▶ ACTIVITY
Copy exactly the lines from the one containing "Target: runner's face" through the last line of the records, both included, and nothing more.

▶ DATA PROVIDED
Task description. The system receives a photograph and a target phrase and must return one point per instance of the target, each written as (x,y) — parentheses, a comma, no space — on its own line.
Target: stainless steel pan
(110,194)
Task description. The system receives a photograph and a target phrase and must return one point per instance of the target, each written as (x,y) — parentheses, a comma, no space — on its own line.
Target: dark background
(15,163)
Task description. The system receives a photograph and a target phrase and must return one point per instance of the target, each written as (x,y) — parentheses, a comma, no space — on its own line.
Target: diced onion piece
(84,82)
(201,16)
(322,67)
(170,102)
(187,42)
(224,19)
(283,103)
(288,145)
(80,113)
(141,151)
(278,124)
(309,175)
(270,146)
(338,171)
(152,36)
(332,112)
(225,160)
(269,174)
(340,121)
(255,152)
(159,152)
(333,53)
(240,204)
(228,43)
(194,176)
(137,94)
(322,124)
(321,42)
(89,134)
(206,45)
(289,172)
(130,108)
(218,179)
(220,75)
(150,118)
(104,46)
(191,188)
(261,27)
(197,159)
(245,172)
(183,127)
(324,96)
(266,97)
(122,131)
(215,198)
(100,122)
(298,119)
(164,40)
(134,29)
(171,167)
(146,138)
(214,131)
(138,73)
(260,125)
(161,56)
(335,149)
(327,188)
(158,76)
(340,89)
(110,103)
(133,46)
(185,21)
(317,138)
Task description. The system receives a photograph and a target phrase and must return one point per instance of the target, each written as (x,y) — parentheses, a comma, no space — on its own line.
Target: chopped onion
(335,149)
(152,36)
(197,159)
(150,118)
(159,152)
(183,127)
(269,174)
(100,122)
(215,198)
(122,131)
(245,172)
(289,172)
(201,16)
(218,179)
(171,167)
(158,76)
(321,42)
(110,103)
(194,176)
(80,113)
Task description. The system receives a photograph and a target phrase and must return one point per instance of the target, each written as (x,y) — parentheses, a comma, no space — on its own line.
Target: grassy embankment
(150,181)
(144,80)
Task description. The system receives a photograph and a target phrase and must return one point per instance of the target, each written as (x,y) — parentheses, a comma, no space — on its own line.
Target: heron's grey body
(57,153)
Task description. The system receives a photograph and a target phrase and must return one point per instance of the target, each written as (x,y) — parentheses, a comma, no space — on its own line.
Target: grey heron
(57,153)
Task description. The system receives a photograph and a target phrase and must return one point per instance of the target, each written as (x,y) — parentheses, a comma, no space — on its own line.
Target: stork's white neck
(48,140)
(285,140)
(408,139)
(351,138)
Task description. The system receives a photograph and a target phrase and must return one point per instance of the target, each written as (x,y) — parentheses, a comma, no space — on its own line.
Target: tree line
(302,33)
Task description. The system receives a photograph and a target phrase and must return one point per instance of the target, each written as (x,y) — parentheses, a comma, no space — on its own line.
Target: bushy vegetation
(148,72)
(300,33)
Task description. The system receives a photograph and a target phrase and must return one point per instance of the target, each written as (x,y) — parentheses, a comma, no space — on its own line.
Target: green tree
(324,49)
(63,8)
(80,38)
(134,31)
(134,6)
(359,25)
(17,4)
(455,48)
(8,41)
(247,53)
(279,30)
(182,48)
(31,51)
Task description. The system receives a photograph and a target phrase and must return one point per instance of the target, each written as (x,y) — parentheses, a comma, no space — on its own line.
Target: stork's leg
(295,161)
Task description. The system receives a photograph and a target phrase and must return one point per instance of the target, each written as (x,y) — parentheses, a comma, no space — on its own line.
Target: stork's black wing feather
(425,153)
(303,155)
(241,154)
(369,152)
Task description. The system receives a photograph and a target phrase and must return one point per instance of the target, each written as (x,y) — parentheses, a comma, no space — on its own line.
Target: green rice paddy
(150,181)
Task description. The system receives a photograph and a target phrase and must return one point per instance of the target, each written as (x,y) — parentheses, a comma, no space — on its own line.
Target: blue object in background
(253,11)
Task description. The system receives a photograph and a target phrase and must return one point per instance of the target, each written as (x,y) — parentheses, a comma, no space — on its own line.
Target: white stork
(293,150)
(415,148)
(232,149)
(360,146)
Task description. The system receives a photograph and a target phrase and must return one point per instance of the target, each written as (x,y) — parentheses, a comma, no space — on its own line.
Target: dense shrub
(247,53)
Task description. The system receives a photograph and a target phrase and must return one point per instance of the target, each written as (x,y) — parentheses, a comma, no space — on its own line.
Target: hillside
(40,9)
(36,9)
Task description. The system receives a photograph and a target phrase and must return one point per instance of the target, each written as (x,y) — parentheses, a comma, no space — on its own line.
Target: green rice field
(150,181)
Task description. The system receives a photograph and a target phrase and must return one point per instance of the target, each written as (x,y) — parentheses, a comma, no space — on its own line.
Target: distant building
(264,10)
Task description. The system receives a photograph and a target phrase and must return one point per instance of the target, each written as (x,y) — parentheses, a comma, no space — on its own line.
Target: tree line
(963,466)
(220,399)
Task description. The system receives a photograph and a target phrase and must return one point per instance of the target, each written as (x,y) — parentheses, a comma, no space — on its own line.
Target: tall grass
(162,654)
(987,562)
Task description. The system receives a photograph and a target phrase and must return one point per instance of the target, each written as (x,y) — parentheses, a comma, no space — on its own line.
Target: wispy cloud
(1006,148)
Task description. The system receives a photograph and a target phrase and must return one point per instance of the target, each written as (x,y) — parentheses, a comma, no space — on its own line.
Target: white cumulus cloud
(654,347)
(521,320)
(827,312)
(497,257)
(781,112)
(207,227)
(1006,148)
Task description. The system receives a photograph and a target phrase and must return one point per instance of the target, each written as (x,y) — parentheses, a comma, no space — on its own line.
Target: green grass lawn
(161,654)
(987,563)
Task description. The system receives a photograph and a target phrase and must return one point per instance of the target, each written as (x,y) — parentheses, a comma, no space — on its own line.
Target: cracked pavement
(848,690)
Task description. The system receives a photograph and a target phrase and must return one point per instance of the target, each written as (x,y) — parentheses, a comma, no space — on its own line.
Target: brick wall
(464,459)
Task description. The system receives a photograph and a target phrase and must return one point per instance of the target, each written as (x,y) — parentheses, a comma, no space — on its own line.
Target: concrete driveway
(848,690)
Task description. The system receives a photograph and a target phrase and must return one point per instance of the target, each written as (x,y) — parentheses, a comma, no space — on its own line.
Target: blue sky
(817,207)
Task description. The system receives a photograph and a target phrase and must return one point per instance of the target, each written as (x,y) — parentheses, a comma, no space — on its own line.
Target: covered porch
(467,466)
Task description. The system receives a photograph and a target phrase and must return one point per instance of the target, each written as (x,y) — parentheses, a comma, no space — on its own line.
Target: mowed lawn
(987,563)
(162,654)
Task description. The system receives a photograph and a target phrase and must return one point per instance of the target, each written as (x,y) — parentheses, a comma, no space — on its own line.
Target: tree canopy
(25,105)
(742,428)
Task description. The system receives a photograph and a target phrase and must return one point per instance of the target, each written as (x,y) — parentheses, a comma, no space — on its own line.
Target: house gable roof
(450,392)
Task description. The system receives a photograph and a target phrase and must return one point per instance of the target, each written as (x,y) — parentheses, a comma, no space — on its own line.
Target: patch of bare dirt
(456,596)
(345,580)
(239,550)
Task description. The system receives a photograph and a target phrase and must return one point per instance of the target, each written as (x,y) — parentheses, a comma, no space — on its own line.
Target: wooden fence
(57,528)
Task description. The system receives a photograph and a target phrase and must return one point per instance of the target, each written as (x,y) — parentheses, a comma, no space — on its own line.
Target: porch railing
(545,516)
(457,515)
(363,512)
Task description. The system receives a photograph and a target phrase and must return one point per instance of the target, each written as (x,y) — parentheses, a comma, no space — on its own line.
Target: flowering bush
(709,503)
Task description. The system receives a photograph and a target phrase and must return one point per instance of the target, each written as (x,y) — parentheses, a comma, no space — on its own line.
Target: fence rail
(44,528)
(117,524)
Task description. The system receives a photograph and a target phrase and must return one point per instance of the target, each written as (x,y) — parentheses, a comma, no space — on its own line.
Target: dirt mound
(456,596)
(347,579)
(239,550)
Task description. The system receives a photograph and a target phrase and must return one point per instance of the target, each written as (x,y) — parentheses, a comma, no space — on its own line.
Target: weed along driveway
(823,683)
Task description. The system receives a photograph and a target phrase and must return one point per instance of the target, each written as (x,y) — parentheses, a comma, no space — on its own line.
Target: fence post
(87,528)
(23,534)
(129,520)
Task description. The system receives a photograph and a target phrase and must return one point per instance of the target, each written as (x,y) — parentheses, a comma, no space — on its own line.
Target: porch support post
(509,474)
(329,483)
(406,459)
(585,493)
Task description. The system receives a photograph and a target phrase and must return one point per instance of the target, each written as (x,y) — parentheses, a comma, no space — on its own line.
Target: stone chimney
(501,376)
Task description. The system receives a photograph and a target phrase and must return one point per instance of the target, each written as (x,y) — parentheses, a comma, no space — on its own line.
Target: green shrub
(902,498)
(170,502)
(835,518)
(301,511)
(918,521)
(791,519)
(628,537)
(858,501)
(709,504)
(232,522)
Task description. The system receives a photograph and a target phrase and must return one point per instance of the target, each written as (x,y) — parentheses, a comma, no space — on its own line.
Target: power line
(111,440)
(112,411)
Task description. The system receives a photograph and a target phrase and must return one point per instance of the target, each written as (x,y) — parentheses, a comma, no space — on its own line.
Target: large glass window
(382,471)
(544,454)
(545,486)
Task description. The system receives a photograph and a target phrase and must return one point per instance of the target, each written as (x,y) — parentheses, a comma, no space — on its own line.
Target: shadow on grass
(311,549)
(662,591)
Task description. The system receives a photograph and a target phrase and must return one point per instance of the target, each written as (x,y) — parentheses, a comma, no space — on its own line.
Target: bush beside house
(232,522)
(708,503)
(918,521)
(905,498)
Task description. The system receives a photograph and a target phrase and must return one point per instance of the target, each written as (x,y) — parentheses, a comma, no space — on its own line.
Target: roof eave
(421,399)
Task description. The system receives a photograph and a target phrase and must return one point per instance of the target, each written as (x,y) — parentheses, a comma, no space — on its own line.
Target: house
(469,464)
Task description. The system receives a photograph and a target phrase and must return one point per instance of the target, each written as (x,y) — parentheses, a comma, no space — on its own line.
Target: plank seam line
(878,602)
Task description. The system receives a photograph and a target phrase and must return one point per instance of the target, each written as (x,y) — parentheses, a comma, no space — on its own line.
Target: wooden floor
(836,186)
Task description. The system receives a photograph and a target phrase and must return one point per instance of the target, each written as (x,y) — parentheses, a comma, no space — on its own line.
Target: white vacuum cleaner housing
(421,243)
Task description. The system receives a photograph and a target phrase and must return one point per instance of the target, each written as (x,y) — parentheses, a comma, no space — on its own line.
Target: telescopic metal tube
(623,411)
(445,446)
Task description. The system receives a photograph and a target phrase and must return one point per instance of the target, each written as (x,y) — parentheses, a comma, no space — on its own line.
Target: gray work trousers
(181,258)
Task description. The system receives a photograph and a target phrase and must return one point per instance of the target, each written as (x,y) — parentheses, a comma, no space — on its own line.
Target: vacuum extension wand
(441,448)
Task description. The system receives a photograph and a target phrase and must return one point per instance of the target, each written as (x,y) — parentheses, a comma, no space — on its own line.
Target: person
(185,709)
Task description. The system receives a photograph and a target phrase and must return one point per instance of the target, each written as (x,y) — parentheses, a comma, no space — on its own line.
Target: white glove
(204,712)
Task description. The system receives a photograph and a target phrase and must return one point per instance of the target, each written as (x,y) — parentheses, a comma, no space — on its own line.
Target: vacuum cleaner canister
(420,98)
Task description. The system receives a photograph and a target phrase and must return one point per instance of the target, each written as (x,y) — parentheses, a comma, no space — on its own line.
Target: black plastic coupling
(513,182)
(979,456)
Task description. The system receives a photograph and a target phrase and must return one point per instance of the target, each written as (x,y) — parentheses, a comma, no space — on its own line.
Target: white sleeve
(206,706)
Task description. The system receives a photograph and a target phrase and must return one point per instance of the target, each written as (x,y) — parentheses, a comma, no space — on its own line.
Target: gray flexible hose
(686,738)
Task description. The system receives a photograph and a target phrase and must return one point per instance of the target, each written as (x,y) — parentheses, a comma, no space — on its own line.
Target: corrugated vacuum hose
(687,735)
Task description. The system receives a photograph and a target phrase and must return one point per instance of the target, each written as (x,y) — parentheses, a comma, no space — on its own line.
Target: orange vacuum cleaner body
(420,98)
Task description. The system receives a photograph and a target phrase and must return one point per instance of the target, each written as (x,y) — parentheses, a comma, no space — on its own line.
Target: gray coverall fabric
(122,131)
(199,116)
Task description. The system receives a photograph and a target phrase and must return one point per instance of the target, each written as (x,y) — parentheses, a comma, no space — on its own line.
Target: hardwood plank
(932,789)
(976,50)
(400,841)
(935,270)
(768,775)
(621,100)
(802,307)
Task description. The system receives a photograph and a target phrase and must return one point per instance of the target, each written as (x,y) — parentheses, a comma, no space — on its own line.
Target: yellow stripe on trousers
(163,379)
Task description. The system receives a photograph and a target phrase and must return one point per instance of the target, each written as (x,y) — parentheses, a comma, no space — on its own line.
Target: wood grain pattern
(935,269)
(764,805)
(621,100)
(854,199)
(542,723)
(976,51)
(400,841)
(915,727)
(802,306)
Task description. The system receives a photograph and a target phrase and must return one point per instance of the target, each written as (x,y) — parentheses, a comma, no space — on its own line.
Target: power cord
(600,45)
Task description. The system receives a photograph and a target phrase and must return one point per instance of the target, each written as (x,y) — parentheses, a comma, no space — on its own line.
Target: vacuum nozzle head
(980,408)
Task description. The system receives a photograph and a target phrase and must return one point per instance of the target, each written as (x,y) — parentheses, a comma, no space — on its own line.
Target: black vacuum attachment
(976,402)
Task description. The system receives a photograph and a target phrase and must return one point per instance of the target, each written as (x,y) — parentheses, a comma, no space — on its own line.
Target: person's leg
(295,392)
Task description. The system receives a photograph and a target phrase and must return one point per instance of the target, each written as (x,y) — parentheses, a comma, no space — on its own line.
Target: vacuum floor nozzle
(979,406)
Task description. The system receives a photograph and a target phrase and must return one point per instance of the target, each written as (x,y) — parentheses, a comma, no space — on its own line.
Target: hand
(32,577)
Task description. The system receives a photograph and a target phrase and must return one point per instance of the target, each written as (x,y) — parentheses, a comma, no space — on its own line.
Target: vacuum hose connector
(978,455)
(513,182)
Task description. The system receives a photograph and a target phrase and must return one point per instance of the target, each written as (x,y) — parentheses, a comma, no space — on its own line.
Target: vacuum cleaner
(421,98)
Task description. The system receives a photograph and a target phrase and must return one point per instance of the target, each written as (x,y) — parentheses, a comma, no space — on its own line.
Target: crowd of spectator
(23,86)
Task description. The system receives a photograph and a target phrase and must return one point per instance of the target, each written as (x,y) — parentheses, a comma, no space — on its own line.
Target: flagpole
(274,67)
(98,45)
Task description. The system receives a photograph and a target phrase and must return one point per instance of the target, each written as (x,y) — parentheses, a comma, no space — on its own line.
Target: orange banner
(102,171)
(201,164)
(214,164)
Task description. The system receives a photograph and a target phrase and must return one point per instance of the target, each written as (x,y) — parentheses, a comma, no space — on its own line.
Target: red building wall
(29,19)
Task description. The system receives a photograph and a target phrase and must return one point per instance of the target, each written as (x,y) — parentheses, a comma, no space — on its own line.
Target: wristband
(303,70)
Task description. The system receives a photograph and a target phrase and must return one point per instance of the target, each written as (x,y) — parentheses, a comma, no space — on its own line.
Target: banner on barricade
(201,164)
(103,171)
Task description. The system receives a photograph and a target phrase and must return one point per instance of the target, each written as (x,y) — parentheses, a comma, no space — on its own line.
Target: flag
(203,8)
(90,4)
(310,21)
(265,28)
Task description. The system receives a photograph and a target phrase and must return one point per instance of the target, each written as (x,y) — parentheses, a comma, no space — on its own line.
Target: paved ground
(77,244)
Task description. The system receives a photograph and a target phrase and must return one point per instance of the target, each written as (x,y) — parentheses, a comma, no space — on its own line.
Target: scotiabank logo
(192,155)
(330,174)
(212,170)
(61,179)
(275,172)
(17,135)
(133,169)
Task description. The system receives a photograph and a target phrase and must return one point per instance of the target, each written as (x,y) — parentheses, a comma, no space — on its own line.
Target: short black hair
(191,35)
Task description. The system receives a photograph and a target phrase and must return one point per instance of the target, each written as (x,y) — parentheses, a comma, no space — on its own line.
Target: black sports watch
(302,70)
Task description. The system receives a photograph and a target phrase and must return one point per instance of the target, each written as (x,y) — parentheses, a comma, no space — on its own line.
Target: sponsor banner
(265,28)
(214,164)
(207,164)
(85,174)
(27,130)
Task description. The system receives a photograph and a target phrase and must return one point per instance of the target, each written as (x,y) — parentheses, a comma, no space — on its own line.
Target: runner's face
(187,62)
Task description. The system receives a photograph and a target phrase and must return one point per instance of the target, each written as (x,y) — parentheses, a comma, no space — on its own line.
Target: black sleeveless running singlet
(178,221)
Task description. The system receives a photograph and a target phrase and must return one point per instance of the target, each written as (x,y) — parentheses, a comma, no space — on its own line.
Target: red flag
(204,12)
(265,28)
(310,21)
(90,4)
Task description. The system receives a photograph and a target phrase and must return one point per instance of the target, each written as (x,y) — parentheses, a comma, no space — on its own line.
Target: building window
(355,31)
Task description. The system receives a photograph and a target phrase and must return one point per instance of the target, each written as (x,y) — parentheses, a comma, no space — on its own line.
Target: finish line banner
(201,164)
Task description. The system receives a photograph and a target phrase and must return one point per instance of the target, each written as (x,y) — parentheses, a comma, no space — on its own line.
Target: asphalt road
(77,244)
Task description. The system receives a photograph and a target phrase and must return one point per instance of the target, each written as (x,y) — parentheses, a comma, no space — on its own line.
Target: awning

▶ YOUR RESPONSE
Target: runner's face
(187,62)
Task description. The system receives a photograph and a target phrase and must return one point per instance of the target, each written as (x,y) — parentheses, a comma, no space — on its own line.
Target: black sleeveless running singlet
(178,221)
Task description. The system receives a photograph and a target phrase and must return one point per instance of the target, each written as (x,y) — parentheses, a comma, no space — on its own line.
Target: red flag
(204,12)
(265,28)
(310,21)
(90,4)
Task description. The system receives a photograph and a target phrase and must return one point per instance of the target, each written as (x,y) — parentheses, a comma, no space — on its own line.
Target: building window
(355,31)
Task description. The system receives a photograph and a target phrase and must return one point per instance of the target, each written as (x,y) — parentheses, a comma, no space — on its own line.
Target: finish line banner
(201,164)
Task description. The system receives a photograph and a target phrase and must return one point per instance of the target, each written as (x,y) — parentheses, a comma, no space — on its own line.
Target: asphalt road
(77,244)
Task description. The system receives a photograph and a target phrase and must return one point per instance of the target, each written as (x,y) — parentheses, a comma, no space — on its own line.
Target: awning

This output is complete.